- [INPUT ROWS]:
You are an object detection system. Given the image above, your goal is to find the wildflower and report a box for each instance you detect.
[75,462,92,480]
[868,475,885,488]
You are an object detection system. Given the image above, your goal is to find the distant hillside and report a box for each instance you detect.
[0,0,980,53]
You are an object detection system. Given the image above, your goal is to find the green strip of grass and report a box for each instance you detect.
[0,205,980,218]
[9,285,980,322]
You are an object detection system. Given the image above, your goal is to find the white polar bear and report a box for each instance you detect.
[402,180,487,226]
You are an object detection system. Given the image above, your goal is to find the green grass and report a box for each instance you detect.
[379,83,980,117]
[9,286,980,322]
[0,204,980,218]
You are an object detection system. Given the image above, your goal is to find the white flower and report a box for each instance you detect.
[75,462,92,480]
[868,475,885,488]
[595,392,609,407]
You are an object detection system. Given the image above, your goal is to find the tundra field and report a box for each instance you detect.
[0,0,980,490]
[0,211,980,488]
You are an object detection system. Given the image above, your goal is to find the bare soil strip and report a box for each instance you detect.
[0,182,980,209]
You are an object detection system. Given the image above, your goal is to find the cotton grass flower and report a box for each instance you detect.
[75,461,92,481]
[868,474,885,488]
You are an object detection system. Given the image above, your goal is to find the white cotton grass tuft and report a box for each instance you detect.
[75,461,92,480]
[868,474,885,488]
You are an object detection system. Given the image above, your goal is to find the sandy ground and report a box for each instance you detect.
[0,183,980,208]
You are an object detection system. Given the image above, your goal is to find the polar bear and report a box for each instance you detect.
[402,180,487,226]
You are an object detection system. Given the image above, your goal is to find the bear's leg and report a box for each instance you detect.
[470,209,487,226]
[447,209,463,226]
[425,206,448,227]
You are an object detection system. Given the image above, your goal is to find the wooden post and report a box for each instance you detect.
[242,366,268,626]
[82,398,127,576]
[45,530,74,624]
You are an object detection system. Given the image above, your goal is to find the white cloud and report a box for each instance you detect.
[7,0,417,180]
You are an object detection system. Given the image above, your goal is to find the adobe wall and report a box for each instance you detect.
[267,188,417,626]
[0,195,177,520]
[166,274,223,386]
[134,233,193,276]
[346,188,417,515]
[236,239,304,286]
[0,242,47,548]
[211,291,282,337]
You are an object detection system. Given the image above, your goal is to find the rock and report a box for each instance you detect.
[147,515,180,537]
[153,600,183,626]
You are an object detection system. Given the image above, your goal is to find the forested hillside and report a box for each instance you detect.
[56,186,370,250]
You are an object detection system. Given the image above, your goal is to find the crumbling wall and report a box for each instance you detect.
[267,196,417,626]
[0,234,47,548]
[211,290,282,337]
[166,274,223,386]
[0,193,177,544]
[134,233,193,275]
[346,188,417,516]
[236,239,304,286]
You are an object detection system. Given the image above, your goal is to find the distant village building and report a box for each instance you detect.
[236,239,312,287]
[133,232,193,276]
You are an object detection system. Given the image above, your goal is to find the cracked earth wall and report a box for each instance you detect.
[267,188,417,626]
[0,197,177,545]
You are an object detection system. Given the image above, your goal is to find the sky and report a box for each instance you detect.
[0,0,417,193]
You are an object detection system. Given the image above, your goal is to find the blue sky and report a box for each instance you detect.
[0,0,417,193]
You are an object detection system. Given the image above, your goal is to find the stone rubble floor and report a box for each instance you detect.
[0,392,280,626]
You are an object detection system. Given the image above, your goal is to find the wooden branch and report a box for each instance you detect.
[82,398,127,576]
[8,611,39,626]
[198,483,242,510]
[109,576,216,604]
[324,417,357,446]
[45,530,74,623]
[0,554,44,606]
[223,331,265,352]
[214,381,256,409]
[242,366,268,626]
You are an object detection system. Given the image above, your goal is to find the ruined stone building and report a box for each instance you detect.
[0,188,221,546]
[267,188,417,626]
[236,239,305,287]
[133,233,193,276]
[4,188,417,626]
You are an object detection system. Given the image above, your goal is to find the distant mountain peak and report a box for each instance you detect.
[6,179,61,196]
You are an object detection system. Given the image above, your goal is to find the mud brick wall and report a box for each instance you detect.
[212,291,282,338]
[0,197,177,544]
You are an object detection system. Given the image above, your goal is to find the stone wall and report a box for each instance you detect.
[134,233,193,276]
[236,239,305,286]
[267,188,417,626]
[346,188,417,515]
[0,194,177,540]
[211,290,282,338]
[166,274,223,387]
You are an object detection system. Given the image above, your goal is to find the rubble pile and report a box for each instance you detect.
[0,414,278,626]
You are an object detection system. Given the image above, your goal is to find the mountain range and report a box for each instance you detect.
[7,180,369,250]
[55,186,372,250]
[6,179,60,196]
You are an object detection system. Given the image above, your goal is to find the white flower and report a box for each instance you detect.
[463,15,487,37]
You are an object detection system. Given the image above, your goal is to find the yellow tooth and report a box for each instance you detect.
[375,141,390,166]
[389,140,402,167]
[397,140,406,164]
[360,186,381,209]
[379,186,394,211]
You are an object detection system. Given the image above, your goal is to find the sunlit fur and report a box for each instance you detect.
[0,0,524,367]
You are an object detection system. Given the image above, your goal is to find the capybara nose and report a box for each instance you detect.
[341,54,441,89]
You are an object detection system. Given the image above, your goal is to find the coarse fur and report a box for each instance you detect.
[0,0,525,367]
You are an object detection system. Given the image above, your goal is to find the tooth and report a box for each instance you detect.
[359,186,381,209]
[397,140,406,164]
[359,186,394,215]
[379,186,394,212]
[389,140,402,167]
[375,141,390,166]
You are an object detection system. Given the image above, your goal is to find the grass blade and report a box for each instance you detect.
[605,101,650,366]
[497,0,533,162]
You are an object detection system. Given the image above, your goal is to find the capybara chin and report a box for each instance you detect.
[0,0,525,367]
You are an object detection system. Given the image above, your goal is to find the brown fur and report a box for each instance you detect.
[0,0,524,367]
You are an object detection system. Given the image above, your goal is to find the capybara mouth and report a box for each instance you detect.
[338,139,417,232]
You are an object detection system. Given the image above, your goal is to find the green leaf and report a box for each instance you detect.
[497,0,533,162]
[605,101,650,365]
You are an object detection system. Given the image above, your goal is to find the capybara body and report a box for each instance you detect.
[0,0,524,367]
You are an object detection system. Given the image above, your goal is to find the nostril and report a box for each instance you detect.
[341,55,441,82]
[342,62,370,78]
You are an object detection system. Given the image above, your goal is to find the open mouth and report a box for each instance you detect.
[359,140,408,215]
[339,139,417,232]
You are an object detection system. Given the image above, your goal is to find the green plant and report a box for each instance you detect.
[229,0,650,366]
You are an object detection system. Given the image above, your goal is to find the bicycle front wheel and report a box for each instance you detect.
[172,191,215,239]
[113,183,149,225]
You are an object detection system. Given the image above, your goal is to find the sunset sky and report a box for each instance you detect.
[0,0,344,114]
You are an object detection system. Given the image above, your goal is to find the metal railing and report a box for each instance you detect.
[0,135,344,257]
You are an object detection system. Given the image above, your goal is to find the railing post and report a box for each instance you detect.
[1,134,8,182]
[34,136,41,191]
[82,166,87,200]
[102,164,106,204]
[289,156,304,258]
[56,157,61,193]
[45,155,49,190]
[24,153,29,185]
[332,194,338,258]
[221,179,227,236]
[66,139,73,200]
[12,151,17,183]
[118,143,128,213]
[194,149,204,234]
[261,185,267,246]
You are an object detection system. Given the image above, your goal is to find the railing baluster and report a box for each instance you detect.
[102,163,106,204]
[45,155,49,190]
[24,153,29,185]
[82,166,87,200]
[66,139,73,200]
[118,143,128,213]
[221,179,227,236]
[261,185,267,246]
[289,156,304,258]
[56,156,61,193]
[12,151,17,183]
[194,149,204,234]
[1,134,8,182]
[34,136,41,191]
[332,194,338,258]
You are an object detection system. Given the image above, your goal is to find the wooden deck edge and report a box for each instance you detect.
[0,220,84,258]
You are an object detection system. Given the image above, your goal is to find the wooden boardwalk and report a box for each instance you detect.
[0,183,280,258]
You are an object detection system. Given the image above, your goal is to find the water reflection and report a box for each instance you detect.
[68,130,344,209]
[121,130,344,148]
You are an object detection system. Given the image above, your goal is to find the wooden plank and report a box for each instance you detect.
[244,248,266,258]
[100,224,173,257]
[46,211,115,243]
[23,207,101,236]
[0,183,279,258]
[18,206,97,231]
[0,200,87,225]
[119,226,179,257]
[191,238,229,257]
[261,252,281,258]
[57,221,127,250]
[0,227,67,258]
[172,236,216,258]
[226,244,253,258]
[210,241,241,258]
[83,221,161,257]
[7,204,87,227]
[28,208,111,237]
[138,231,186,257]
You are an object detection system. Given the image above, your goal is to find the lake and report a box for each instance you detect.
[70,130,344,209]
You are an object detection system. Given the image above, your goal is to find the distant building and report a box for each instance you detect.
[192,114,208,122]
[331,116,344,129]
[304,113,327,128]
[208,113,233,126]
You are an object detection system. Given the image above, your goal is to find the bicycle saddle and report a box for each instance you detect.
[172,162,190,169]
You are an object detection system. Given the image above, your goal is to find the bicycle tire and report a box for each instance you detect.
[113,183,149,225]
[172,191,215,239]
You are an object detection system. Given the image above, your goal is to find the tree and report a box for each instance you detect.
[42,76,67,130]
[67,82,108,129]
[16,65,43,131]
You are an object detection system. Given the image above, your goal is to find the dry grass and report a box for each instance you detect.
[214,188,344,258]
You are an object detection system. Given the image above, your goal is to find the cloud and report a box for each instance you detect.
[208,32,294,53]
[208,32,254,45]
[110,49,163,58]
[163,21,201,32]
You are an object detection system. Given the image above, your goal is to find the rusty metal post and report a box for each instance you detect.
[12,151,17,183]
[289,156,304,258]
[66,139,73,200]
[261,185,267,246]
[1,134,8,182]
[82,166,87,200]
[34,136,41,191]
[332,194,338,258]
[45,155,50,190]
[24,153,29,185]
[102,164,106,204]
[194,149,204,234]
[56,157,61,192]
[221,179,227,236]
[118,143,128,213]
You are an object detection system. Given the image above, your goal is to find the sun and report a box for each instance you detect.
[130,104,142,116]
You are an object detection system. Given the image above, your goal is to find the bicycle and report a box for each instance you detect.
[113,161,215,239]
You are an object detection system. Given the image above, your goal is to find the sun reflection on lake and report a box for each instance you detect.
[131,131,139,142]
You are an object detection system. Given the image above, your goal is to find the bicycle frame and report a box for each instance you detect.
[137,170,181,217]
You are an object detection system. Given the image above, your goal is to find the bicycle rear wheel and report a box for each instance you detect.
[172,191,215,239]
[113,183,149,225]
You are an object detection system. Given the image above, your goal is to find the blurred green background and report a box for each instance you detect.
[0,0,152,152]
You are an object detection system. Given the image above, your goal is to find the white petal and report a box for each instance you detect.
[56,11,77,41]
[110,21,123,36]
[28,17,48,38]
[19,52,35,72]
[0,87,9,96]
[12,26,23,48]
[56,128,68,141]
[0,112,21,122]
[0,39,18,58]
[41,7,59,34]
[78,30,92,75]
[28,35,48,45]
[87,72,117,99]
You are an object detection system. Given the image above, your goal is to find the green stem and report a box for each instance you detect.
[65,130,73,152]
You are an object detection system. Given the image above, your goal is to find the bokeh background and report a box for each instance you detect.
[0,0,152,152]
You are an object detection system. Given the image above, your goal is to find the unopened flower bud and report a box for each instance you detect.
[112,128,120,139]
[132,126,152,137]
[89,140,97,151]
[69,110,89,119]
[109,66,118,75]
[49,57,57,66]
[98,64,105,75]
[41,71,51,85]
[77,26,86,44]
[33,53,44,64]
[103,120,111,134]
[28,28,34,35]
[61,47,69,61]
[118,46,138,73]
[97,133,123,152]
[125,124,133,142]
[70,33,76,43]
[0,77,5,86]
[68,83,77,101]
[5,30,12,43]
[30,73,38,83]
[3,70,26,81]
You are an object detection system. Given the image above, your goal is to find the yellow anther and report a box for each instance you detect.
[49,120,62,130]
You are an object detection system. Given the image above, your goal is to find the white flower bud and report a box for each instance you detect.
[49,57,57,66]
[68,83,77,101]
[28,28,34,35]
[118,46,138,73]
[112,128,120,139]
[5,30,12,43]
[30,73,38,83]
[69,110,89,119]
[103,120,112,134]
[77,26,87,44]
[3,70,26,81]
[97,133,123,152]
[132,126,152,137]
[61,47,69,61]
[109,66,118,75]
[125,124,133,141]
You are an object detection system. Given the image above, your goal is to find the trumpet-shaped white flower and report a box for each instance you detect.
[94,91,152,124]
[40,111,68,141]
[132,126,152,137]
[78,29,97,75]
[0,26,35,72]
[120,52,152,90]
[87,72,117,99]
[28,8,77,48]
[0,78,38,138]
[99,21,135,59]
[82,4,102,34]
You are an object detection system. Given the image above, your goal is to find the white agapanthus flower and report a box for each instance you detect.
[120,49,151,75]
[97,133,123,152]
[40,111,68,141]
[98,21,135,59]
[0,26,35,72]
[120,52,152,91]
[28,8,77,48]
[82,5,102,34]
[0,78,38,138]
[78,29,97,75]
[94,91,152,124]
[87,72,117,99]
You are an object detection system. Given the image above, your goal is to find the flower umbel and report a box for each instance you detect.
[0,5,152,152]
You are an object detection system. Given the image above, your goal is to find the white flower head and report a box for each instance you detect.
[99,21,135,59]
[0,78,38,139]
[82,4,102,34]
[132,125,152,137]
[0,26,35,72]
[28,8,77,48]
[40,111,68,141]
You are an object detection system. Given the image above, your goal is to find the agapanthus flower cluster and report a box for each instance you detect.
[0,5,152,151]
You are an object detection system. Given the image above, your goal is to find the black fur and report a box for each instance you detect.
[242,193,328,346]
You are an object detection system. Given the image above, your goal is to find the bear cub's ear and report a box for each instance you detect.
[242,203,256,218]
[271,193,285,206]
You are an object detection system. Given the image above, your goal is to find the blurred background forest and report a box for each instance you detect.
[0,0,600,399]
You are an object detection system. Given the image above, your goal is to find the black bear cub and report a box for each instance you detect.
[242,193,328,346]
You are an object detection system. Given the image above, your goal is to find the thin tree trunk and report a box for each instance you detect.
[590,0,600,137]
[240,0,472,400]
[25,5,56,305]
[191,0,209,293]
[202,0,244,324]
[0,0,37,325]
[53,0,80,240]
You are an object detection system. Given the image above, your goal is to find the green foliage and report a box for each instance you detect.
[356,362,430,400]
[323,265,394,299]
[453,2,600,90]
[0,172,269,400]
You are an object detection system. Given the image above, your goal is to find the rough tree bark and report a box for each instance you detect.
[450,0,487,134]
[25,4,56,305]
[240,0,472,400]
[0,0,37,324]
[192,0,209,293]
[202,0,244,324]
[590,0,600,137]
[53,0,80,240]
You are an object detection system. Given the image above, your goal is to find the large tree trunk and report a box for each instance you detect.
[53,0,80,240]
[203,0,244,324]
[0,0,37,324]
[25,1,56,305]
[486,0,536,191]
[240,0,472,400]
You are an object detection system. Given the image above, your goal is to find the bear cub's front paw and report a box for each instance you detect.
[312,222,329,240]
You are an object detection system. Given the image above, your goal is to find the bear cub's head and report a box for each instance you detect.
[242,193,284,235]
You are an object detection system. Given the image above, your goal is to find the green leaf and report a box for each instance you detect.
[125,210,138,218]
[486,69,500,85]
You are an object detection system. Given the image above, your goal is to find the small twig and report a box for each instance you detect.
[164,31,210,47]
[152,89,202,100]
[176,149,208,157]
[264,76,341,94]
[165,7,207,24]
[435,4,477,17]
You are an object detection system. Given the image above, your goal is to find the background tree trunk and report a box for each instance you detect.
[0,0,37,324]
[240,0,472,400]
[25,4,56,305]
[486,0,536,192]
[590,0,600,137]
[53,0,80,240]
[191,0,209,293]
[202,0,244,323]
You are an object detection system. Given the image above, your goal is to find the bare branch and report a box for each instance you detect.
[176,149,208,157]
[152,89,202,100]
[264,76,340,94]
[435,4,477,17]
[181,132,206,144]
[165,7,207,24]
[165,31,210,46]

- [TASK TO CARRY OUT]: Pick out every row above that contains the word "lake" and copy each of those rows in full. Matching is case-sensitive.

- [EXERCISE SOLUTION]:
You are an object detection system. Given the image above, your goal is to find the lake and report a box for each instance you detect.
You are an object detection system. Given the image above, your goal is to find the sun reflection on lake and report a box for each instance you detect.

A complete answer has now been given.